(Dataset rows)
## Begin
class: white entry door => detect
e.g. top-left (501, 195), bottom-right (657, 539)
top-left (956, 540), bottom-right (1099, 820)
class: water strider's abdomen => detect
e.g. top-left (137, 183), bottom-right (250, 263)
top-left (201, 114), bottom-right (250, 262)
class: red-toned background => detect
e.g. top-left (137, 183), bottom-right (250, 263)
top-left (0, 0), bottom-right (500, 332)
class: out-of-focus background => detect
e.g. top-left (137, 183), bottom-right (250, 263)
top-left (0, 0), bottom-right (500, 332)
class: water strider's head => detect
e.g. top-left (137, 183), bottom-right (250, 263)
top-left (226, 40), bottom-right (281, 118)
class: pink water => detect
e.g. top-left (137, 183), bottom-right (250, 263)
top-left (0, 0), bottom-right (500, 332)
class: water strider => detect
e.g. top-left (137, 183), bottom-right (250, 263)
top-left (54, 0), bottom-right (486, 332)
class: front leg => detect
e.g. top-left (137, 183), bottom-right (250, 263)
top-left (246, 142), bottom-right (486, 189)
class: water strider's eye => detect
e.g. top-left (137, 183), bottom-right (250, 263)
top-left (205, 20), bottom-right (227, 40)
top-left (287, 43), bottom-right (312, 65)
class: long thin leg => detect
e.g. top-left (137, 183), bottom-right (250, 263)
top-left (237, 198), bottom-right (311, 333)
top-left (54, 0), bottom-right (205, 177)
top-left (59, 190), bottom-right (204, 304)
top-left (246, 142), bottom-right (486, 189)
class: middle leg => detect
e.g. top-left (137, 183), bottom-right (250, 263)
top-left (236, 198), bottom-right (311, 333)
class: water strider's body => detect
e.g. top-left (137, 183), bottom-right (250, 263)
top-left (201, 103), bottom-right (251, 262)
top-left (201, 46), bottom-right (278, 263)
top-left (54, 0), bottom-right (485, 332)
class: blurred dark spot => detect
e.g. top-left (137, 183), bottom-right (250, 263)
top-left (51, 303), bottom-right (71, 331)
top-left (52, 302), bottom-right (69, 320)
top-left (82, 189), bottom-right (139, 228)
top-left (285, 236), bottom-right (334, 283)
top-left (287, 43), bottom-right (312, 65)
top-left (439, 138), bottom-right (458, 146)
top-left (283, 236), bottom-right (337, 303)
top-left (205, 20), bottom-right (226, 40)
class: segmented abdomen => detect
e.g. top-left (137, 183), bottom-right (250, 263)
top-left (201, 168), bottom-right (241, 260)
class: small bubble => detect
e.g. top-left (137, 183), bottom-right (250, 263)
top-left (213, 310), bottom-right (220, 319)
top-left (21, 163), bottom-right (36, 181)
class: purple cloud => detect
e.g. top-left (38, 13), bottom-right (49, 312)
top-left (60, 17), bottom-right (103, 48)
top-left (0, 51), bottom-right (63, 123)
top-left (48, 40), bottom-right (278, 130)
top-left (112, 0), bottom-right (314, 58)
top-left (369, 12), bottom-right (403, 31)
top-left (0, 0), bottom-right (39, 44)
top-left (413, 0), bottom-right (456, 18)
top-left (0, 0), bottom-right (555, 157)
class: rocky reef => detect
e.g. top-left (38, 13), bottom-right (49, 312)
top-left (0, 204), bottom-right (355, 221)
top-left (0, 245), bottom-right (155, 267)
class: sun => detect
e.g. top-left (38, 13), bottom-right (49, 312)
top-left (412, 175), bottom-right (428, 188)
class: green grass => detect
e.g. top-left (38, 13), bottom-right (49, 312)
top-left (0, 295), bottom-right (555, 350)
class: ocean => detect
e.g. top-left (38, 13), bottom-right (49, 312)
## End
- Your task: Rewrite every line of the items above as a Markdown table with two columns, Row and Line. Put each line's number in Row and leave out any blank lines.

- Solution to the problem:
| Row | Line |
|---|---|
| 1 | class: white entry door => detect |
| 2 | e.g. top-left (501, 195), bottom-right (657, 539) |
| 3 | top-left (956, 540), bottom-right (1099, 820) |
| 4 | class: water strider's abdomen => detect |
| 5 | e.g. top-left (137, 183), bottom-right (250, 263) |
| 6 | top-left (201, 114), bottom-right (250, 262) |
| 7 | class: red-toned background => detect |
| 8 | e.g. top-left (137, 183), bottom-right (250, 263) |
| 9 | top-left (0, 0), bottom-right (500, 332) |
| 10 | class: out-of-focus background => detect |
| 11 | e.g. top-left (137, 183), bottom-right (250, 263) |
| 12 | top-left (0, 0), bottom-right (500, 332) |
| 13 | class: water strider's head => detect |
| 14 | e.g. top-left (137, 183), bottom-right (250, 263) |
| 15 | top-left (226, 40), bottom-right (281, 118) |
| 16 | class: pink water => detect |
| 17 | e.g. top-left (137, 183), bottom-right (250, 263) |
| 18 | top-left (0, 0), bottom-right (500, 332) |
| 19 | class: water strider => detect |
| 20 | e.g. top-left (137, 183), bottom-right (250, 263) |
| 21 | top-left (54, 0), bottom-right (486, 332) |
| 22 | class: front leg => detect |
| 23 | e.g. top-left (137, 183), bottom-right (250, 263) |
| 24 | top-left (246, 142), bottom-right (486, 189) |
| 25 | class: water strider's eye => detect |
| 26 | e.g. top-left (137, 183), bottom-right (250, 263) |
| 27 | top-left (205, 20), bottom-right (227, 40) |
| 28 | top-left (287, 43), bottom-right (312, 65) |
| 29 | class: long thin leg => detect |
| 30 | e.g. top-left (137, 183), bottom-right (250, 263) |
| 31 | top-left (237, 198), bottom-right (311, 333) |
| 32 | top-left (54, 0), bottom-right (205, 177) |
| 33 | top-left (59, 190), bottom-right (204, 304) |
| 34 | top-left (246, 142), bottom-right (486, 189) |
| 35 | class: middle leg => detect |
| 36 | e.g. top-left (137, 183), bottom-right (250, 263) |
| 37 | top-left (236, 198), bottom-right (311, 333) |
| 38 | class: water strider's body => detect |
| 39 | e.g. top-left (137, 183), bottom-right (250, 263) |
| 40 | top-left (201, 103), bottom-right (251, 262) |
| 41 | top-left (201, 46), bottom-right (278, 263) |
| 42 | top-left (54, 0), bottom-right (485, 332) |
| 43 | class: blurred dark spot => detect |
| 44 | e.g. top-left (137, 183), bottom-right (250, 263) |
| 45 | top-left (51, 303), bottom-right (71, 331) |
| 46 | top-left (52, 302), bottom-right (69, 320) |
| 47 | top-left (82, 189), bottom-right (139, 228) |
| 48 | top-left (285, 236), bottom-right (334, 283) |
| 49 | top-left (287, 43), bottom-right (312, 65) |
| 50 | top-left (439, 138), bottom-right (458, 146) |
| 51 | top-left (283, 236), bottom-right (337, 303) |
| 52 | top-left (205, 20), bottom-right (226, 40) |
| 53 | class: segmented abdomen => detect |
| 54 | e.g. top-left (137, 183), bottom-right (250, 263) |
| 55 | top-left (201, 168), bottom-right (241, 260) |
| 56 | class: small bubble => detect |
| 57 | e.g. top-left (137, 183), bottom-right (250, 263) |
| 58 | top-left (213, 310), bottom-right (220, 319) |
| 59 | top-left (21, 163), bottom-right (36, 181) |
| 60 | class: purple cloud => detect |
| 61 | e.g. top-left (38, 13), bottom-right (49, 312) |
| 62 | top-left (60, 17), bottom-right (103, 48) |
| 63 | top-left (0, 51), bottom-right (63, 123) |
| 64 | top-left (48, 40), bottom-right (278, 130) |
| 65 | top-left (112, 0), bottom-right (314, 58) |
| 66 | top-left (369, 12), bottom-right (403, 31) |
| 67 | top-left (0, 0), bottom-right (39, 44) |
| 68 | top-left (413, 0), bottom-right (456, 18) |
| 69 | top-left (0, 0), bottom-right (555, 157) |
| 70 | class: rocky reef => detect |
| 71 | e.g. top-left (38, 13), bottom-right (49, 312) |
| 72 | top-left (0, 204), bottom-right (355, 221) |
| 73 | top-left (0, 245), bottom-right (155, 267) |
| 74 | class: sun => detect |
| 75 | e.g. top-left (38, 13), bottom-right (49, 312) |
| 76 | top-left (412, 175), bottom-right (428, 188) |
| 77 | class: green grass => detect |
| 78 | e.g. top-left (38, 13), bottom-right (49, 312) |
| 79 | top-left (0, 295), bottom-right (555, 350) |
| 80 | class: ocean => detect |
| 81 | e.g. top-left (38, 13), bottom-right (49, 312) |